(Collected data entries)
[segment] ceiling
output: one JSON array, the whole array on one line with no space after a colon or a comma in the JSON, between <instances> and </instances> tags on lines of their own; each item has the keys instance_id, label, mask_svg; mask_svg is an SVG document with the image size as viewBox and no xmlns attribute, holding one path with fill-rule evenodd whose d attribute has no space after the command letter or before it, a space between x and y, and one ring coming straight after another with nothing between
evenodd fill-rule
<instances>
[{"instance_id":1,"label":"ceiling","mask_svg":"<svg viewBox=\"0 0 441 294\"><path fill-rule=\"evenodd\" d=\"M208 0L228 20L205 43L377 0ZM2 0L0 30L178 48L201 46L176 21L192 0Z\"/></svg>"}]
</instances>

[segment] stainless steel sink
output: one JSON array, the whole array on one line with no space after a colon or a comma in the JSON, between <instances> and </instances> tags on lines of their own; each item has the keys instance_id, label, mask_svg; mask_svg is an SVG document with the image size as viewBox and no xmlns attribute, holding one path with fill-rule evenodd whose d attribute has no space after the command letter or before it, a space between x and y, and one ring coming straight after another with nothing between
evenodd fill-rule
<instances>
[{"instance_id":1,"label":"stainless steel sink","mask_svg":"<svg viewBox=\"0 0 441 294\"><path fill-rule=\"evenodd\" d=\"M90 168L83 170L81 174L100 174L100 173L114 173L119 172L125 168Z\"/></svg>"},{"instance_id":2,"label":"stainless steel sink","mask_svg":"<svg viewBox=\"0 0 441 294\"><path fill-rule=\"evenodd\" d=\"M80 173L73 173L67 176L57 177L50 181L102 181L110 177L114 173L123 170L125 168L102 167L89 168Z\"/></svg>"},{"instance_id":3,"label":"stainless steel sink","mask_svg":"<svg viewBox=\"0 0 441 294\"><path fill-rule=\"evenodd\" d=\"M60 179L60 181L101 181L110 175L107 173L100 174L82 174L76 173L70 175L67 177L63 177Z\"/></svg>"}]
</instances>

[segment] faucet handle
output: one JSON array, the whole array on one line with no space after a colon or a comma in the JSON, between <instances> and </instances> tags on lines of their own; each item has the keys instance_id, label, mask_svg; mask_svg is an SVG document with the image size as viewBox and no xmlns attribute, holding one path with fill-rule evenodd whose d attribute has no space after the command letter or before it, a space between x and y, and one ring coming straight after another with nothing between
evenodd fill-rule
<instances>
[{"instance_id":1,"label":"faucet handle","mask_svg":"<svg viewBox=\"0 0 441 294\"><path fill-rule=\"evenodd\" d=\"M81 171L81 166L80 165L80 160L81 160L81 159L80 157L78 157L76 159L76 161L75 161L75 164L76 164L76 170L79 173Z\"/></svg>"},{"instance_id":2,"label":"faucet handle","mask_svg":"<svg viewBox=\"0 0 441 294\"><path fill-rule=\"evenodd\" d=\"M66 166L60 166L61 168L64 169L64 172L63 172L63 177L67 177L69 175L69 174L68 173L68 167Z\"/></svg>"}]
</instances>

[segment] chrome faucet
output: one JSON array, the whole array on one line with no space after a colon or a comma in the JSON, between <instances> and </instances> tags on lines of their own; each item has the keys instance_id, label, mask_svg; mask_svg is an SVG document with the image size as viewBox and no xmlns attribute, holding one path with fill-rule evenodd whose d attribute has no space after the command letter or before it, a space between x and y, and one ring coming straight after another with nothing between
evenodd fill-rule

**Requirement:** Please reproduce all of the entries exactly as they stand.

**Expected answer:**
[segment] ceiling
output: one JSON array, the whole array on one line with no space after a colon or a comma in the JSON, between <instances> and </instances> tags on lines of their own; each item has the keys instance_id, label, mask_svg; mask_svg is an SVG document with the image size as viewBox and no xmlns attribute, holding one path with fill-rule evenodd whose d attribute has no space after the command letter or before it, a space between x and y, and one ring coming straight after another with nothing between
evenodd fill-rule
<instances>
[{"instance_id":1,"label":"ceiling","mask_svg":"<svg viewBox=\"0 0 441 294\"><path fill-rule=\"evenodd\" d=\"M208 0L228 20L205 43L377 0ZM2 0L0 30L178 48L201 46L176 21L192 0Z\"/></svg>"}]
</instances>

[segment] stainless steel sink
output: one JSON array, the whole array on one line with no space after a colon or a comma in the JSON, between <instances> and </instances> tags on lines of their own; each item has the keys instance_id, label, mask_svg; mask_svg is an SVG document with the image size as viewBox and no xmlns attribute, holding one path with fill-rule evenodd whose d attribute has no space after the command letter or before it, a space between x and y, and one ring coming straight after another with nothing between
evenodd fill-rule
<instances>
[{"instance_id":1,"label":"stainless steel sink","mask_svg":"<svg viewBox=\"0 0 441 294\"><path fill-rule=\"evenodd\" d=\"M90 168L83 170L81 174L100 174L100 173L114 173L119 172L125 168Z\"/></svg>"},{"instance_id":2,"label":"stainless steel sink","mask_svg":"<svg viewBox=\"0 0 441 294\"><path fill-rule=\"evenodd\" d=\"M80 173L73 173L67 176L57 177L50 181L102 181L110 177L114 173L123 170L125 168L102 167L89 168Z\"/></svg>"},{"instance_id":3,"label":"stainless steel sink","mask_svg":"<svg viewBox=\"0 0 441 294\"><path fill-rule=\"evenodd\" d=\"M60 179L60 181L101 181L110 175L107 173L100 174L82 174L76 173L70 175L67 177L63 177Z\"/></svg>"}]
</instances>

[segment] faucet handle
output: one JSON array, the whole array on one line with no space after a colon or a comma in the JSON, between <instances> and </instances> tags on lines of their own; each item has the keys instance_id, label, mask_svg; mask_svg is an SVG document with the image size as viewBox and no xmlns attribute, holding one path with fill-rule evenodd whose d attribute has no space after the command letter or before it, a space between x and y, and one ring coming straight after another with nothing between
evenodd fill-rule
<instances>
[{"instance_id":1,"label":"faucet handle","mask_svg":"<svg viewBox=\"0 0 441 294\"><path fill-rule=\"evenodd\" d=\"M81 171L81 166L80 165L80 160L81 160L81 159L80 157L78 157L76 159L76 161L75 161L75 164L76 164L76 170L79 173Z\"/></svg>"},{"instance_id":2,"label":"faucet handle","mask_svg":"<svg viewBox=\"0 0 441 294\"><path fill-rule=\"evenodd\" d=\"M66 166L60 166L61 168L64 169L64 172L63 172L63 177L67 177L69 175L69 174L68 173L68 167Z\"/></svg>"}]
</instances>

[segment] chrome faucet
output: one JSON array, the whole array on one line with no space after a colon or a comma in the JSON, between <instances> and </instances> tags on lines of their own; each item has the keys instance_id, label, mask_svg; mask_svg is an SVG document with the image size as viewBox and no xmlns attribute, holding one path with fill-rule evenodd whose d attribute has no space after the command letter or before it, a space between x and y, and one ring coming straight after another with nothing between
evenodd fill-rule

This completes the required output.